▶ WHAT IS REQUIRED
Could you retype all of the entries exactly, without their pictures?

(Recorded data)
════════

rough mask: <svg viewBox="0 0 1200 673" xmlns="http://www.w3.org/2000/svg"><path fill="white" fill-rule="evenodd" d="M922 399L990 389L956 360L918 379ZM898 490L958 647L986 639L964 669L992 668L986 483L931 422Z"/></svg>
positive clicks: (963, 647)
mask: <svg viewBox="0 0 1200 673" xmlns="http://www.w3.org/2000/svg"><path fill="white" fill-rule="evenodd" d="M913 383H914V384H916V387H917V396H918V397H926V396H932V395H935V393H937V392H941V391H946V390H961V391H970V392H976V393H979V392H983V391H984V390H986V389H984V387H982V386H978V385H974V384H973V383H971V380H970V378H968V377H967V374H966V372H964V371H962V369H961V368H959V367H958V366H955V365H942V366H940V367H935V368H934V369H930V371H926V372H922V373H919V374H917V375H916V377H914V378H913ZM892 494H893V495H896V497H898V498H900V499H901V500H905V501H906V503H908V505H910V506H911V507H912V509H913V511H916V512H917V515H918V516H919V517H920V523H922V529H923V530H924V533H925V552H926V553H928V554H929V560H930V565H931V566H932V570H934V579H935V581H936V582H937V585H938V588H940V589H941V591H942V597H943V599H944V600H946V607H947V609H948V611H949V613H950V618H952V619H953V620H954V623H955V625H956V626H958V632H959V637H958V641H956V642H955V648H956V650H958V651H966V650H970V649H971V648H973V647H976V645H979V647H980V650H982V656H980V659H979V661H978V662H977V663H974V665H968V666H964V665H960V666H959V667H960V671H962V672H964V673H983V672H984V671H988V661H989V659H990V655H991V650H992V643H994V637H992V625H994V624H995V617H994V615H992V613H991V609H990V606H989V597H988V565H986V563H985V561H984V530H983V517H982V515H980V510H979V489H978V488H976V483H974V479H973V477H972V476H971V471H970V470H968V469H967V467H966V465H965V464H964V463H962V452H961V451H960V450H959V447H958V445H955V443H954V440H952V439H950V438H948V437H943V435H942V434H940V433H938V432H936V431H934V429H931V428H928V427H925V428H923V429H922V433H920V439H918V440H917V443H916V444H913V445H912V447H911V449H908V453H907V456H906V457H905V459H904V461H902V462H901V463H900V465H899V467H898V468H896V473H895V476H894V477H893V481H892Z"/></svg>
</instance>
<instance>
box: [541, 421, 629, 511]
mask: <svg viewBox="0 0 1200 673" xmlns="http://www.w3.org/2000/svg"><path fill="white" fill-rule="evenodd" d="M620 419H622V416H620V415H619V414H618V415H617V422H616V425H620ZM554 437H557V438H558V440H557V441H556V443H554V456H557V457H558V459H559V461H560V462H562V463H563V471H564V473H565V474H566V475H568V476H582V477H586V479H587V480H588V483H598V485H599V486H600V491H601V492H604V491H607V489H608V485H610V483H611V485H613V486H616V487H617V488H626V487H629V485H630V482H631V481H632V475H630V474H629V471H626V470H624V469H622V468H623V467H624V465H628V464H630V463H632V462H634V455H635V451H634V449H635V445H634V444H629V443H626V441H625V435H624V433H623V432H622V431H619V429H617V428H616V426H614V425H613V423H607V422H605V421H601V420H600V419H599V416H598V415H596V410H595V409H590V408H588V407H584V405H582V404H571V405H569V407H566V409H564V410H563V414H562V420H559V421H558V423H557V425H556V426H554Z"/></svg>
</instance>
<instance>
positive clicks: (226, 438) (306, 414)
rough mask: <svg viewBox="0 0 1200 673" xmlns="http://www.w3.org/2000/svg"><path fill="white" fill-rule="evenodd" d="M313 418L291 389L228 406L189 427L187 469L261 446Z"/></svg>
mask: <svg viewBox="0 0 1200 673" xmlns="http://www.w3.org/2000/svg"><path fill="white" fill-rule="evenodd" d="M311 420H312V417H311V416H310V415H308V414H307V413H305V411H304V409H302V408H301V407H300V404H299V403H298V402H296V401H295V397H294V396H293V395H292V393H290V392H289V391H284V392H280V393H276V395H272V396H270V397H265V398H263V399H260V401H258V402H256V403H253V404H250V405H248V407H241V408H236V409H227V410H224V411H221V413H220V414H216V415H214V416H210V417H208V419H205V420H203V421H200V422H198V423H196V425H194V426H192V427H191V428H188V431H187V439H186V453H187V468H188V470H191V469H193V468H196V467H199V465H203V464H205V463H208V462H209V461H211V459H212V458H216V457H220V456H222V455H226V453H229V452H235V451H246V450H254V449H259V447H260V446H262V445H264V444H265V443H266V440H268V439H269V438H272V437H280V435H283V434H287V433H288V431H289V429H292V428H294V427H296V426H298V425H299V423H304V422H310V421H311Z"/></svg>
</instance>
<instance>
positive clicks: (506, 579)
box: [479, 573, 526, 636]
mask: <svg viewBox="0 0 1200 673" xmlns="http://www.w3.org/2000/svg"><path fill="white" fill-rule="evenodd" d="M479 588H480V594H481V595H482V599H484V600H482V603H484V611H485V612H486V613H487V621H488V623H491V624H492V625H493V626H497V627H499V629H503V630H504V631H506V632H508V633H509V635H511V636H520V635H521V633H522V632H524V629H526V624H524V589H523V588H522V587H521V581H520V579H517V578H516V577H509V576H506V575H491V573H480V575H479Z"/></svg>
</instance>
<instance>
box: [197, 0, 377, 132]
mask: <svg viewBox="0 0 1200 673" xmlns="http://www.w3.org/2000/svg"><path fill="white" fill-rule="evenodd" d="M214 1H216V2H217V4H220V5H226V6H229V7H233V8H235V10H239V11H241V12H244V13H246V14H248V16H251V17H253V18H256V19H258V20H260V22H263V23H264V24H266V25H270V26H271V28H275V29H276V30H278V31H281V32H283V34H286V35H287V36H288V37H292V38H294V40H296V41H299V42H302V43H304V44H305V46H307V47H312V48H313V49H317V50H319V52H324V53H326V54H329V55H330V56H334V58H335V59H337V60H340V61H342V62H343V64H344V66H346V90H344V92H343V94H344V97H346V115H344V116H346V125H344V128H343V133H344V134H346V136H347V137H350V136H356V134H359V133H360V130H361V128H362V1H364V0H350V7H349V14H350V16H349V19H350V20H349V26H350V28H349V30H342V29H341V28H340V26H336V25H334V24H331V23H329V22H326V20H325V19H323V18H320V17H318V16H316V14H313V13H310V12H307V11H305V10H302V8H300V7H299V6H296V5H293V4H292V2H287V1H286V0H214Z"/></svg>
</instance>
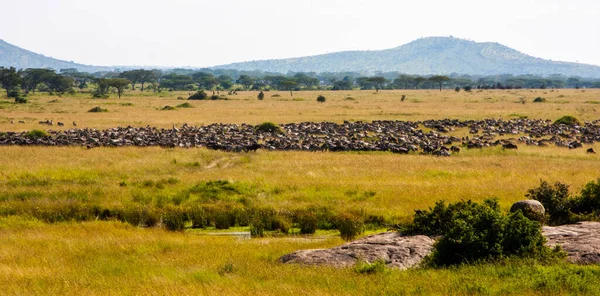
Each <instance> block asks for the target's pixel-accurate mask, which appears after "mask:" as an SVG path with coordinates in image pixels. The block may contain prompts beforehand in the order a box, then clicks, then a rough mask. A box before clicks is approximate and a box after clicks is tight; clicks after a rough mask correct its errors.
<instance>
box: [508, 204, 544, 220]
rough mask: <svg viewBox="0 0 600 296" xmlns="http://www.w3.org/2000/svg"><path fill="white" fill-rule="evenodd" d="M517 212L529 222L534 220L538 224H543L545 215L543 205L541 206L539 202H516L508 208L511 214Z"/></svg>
mask: <svg viewBox="0 0 600 296" xmlns="http://www.w3.org/2000/svg"><path fill="white" fill-rule="evenodd" d="M518 210H521V212H522V213H523V215H524V216H525V217H527V218H529V220H535V221H538V222H543V221H544V216H545V214H546V209H544V205H542V203H541V202H539V201H537V200H533V199H526V200H520V201H517V202H515V203H514V204H513V205H512V206H511V207H510V212H511V213H512V212H516V211H518Z"/></svg>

════════

▶ RESPONSE AREA
rough mask: <svg viewBox="0 0 1200 673" xmlns="http://www.w3.org/2000/svg"><path fill="white" fill-rule="evenodd" d="M922 399L990 389L956 360L918 379ZM898 490L958 647L986 639L964 669L992 668L986 483L931 422Z"/></svg>
positive clicks: (963, 647)
mask: <svg viewBox="0 0 1200 673" xmlns="http://www.w3.org/2000/svg"><path fill="white" fill-rule="evenodd" d="M913 383H914V384H916V387H917V396H918V397H926V396H932V395H935V393H937V392H941V391H946V390H961V391H970V392H976V393H979V392H983V391H984V390H986V389H984V387H982V386H978V385H974V384H973V383H971V380H970V378H968V377H967V374H966V372H964V371H962V369H961V368H959V367H958V366H955V365H942V366H940V367H935V368H934V369H930V371H926V372H922V373H919V374H917V375H916V377H914V378H913ZM892 494H893V495H896V497H898V498H900V499H901V500H905V501H906V503H908V505H910V506H911V507H912V509H913V511H916V512H917V515H918V516H919V517H920V523H922V529H923V530H924V533H925V552H926V553H928V554H929V560H930V565H931V566H932V570H934V579H935V581H936V582H937V585H938V588H940V589H941V591H942V597H943V599H944V600H946V607H947V609H948V611H949V613H950V618H952V619H953V620H954V623H955V625H956V626H958V632H959V637H958V641H956V642H955V648H956V650H958V651H966V650H970V649H971V648H973V647H976V645H979V647H980V650H982V656H980V659H979V661H978V662H977V663H974V665H968V666H964V665H960V666H959V667H960V671H962V672H964V673H983V672H984V671H988V661H989V659H990V655H991V650H992V643H994V637H992V625H994V624H995V617H994V615H992V613H991V609H990V606H989V597H988V565H986V563H985V561H984V530H983V517H982V515H980V510H979V489H978V488H976V483H974V479H973V477H972V476H971V471H970V470H968V469H967V467H966V465H965V464H964V463H962V452H961V451H960V450H959V447H958V445H955V443H954V440H952V439H950V438H948V437H943V435H942V434H940V433H938V432H936V431H934V429H931V428H928V427H925V428H923V429H922V433H920V439H918V440H917V443H916V444H913V445H912V447H911V449H908V453H907V456H906V457H905V459H904V461H902V462H901V463H900V465H899V467H898V468H896V473H895V476H894V477H893V481H892Z"/></svg>
</instance>
<instance>
box: [541, 421, 629, 511]
mask: <svg viewBox="0 0 1200 673" xmlns="http://www.w3.org/2000/svg"><path fill="white" fill-rule="evenodd" d="M620 419H622V416H620V415H619V414H618V415H617V422H616V425H620ZM554 437H557V438H558V440H557V441H556V443H554V456H557V457H558V459H559V461H560V462H562V463H563V471H564V473H565V474H566V475H568V476H582V477H586V479H587V480H588V483H598V485H599V486H600V491H601V492H604V491H607V489H608V485H610V483H611V485H613V486H616V487H617V488H626V487H629V485H630V482H631V481H632V475H630V474H629V471H626V470H624V469H622V468H623V467H624V465H628V464H630V463H632V462H634V455H635V451H634V449H635V445H634V444H629V443H626V441H625V435H624V433H623V432H622V431H619V429H617V428H616V426H614V425H613V423H607V422H605V421H601V420H600V419H599V416H598V415H596V410H595V409H590V408H588V407H584V405H582V404H571V405H569V407H566V409H564V410H563V414H562V420H559V421H558V423H557V425H556V426H554Z"/></svg>
</instance>
<instance>
positive clicks: (226, 438) (306, 414)
rough mask: <svg viewBox="0 0 1200 673" xmlns="http://www.w3.org/2000/svg"><path fill="white" fill-rule="evenodd" d="M313 418L291 389L228 406L189 427L187 469L261 446Z"/></svg>
mask: <svg viewBox="0 0 1200 673" xmlns="http://www.w3.org/2000/svg"><path fill="white" fill-rule="evenodd" d="M311 420H312V417H311V416H310V415H308V414H307V413H305V411H304V409H302V408H301V407H300V404H299V403H298V402H296V401H295V397H294V396H293V395H292V393H290V392H289V391H284V392H280V393H276V395H272V396H270V397H265V398H263V399H260V401H258V402H256V403H253V404H250V405H248V407H241V408H236V409H227V410H224V411H221V413H220V414H216V415H214V416H210V417H208V419H205V420H203V421H200V422H198V423H196V425H194V426H192V427H191V428H188V431H187V439H186V453H187V468H188V470H191V469H193V468H196V467H199V465H203V464H205V463H208V462H209V461H211V459H212V458H216V457H220V456H222V455H226V453H229V452H235V451H246V450H254V449H259V447H260V446H262V445H264V444H265V443H266V440H268V439H269V438H272V437H280V435H283V434H287V433H288V431H289V429H292V428H294V427H296V426H298V425H299V423H304V422H310V421H311Z"/></svg>
</instance>
<instance>
positive clicks: (506, 579)
box: [479, 573, 526, 636]
mask: <svg viewBox="0 0 1200 673" xmlns="http://www.w3.org/2000/svg"><path fill="white" fill-rule="evenodd" d="M479 588H480V594H481V595H482V599H484V600H482V603H484V611H485V612H486V613H487V621H488V623H491V624H492V625H493V626H497V627H499V629H503V630H504V631H506V632H508V633H509V635H511V636H520V635H521V633H522V632H524V629H526V624H524V589H523V588H522V587H521V581H520V579H517V578H516V577H509V576H506V575H491V573H480V575H479Z"/></svg>
</instance>
<instance>
box: [197, 0, 377, 132]
mask: <svg viewBox="0 0 1200 673" xmlns="http://www.w3.org/2000/svg"><path fill="white" fill-rule="evenodd" d="M214 1H216V2H217V4H220V5H226V6H229V7H233V8H235V10H239V11H241V12H244V13H246V14H248V16H251V17H253V18H256V19H258V20H260V22H263V23H264V24H266V25H270V26H271V28H275V29H276V30H278V31H281V32H283V34H286V35H287V36H288V37H292V38H294V40H296V41H299V42H302V43H304V44H305V46H307V47H312V48H313V49H317V50H319V52H324V53H326V54H329V55H330V56H334V58H335V59H337V60H340V61H342V62H343V64H344V66H346V90H344V92H343V94H344V97H346V115H344V116H346V125H344V128H343V133H344V134H346V136H347V137H350V136H356V134H359V133H360V130H361V128H362V1H364V0H350V7H349V14H350V16H349V19H350V20H349V26H350V28H349V30H342V29H341V28H340V26H336V25H334V24H331V23H329V22H326V20H325V19H323V18H320V17H318V16H316V14H313V13H310V12H307V11H305V10H302V8H300V7H299V6H296V5H293V4H292V2H287V1H286V0H214Z"/></svg>
</instance>
Each <instance> block asks for the target's pixel-accurate mask, which appears after "mask:" as an SVG path with coordinates in image pixels. The block may contain prompts beforehand in the order a box, then clicks, then a rough mask. A box before clicks is approximate and a box after clicks is tight; clicks after a rough mask correct its errors.
<instance>
box: [508, 204, 544, 220]
rough mask: <svg viewBox="0 0 600 296" xmlns="http://www.w3.org/2000/svg"><path fill="white" fill-rule="evenodd" d="M517 212L529 222L534 220L538 224H543L545 215L543 205L541 206L539 202H516L508 208L511 214Z"/></svg>
mask: <svg viewBox="0 0 600 296" xmlns="http://www.w3.org/2000/svg"><path fill="white" fill-rule="evenodd" d="M518 210H521V212H522V213H523V215H524V216H525V217H527V218H529V220H535V221H538V222H543V221H544V216H545V214H546V209H544V205H542V203H541V202H539V201H537V200H533V199H526V200H520V201H517V202H515V203H514V204H513V205H512V206H511V207H510V212H511V213H512V212H516V211H518Z"/></svg>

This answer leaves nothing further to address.